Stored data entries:
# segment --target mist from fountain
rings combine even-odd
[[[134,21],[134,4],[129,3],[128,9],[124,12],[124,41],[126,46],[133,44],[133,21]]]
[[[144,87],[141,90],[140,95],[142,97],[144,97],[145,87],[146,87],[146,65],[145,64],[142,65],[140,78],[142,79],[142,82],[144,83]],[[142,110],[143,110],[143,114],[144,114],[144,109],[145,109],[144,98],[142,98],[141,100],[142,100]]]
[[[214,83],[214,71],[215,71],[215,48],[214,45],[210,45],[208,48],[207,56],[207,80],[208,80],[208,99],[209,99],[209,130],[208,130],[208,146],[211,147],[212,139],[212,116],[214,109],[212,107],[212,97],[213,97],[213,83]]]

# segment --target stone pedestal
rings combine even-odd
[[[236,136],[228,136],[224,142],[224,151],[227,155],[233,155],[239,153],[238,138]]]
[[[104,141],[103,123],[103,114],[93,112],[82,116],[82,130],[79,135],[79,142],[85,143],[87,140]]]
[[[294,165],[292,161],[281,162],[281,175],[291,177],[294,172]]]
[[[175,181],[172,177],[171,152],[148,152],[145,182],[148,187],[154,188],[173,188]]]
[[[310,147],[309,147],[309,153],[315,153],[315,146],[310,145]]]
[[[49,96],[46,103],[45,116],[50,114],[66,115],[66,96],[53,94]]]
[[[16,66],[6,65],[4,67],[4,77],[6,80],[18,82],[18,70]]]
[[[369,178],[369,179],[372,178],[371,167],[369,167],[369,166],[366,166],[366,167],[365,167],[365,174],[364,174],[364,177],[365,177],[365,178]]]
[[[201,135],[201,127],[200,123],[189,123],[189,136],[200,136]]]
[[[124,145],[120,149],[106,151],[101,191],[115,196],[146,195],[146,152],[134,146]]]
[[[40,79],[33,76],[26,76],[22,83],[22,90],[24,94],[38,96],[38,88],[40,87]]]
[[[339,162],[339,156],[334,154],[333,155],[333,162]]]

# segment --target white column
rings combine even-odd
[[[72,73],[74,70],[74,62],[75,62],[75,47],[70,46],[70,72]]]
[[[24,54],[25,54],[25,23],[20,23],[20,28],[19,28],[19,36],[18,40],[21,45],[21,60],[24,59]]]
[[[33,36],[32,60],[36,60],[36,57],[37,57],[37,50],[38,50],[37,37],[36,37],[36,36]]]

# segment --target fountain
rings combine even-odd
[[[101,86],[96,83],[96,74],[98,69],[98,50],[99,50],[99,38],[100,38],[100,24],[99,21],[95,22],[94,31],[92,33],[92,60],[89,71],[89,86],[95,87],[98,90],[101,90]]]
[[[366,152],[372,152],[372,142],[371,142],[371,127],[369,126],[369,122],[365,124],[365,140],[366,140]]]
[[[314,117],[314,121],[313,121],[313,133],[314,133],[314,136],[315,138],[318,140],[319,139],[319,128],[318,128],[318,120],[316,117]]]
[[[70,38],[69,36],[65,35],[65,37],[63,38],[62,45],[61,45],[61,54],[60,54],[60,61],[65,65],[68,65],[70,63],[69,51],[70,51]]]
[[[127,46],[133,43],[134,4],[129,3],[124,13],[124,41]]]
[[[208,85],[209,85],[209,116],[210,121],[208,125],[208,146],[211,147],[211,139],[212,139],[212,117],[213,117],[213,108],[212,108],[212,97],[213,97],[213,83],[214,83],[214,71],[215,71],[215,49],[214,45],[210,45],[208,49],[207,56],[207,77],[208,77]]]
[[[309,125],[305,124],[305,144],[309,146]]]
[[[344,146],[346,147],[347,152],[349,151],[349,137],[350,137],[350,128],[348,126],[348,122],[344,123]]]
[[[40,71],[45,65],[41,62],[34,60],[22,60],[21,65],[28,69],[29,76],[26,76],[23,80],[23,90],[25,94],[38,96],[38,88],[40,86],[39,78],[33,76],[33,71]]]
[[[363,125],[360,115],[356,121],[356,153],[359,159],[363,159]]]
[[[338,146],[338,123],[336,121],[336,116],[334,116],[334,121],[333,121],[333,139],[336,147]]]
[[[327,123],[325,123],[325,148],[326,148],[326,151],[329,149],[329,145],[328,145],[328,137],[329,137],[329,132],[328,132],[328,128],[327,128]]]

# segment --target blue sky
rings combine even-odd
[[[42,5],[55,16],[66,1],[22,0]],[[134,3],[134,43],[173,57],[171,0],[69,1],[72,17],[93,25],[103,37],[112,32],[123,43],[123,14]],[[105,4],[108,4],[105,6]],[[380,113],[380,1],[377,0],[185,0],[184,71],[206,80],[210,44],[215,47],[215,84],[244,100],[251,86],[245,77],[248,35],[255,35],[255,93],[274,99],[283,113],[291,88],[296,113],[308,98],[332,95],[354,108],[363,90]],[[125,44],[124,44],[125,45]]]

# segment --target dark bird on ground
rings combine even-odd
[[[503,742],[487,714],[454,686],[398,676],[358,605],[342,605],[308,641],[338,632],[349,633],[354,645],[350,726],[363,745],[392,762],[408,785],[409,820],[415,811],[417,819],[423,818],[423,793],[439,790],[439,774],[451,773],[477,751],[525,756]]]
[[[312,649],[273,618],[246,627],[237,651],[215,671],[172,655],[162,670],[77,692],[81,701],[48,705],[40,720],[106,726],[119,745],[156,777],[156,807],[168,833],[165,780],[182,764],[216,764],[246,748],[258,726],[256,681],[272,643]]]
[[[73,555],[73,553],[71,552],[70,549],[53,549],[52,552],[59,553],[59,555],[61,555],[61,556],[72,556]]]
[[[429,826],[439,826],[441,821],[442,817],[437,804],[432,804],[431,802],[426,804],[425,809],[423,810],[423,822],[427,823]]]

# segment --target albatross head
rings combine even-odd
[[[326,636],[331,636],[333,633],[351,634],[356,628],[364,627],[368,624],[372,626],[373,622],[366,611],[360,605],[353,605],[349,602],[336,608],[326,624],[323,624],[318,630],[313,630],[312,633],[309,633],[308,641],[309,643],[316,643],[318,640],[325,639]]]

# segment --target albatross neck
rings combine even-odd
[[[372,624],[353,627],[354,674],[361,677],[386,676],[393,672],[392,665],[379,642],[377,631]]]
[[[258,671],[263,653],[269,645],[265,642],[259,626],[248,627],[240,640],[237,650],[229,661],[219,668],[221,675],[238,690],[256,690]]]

What the exercise asks: Your answer should consist solely of the lines above from the line with "# segment --target white column" to the line with "# segment --target fountain", both included, reproduced exactly.

Output for this exercise:
# segment --target white column
rings combine even-odd
[[[72,73],[74,70],[74,62],[75,62],[75,47],[70,46],[70,72]]]
[[[24,54],[25,54],[25,23],[20,23],[20,28],[19,28],[19,36],[18,40],[21,45],[21,60],[24,59]]]
[[[33,36],[32,60],[36,60],[36,57],[37,57],[37,50],[38,50],[37,37],[36,37],[36,36]]]

# segment --target fountain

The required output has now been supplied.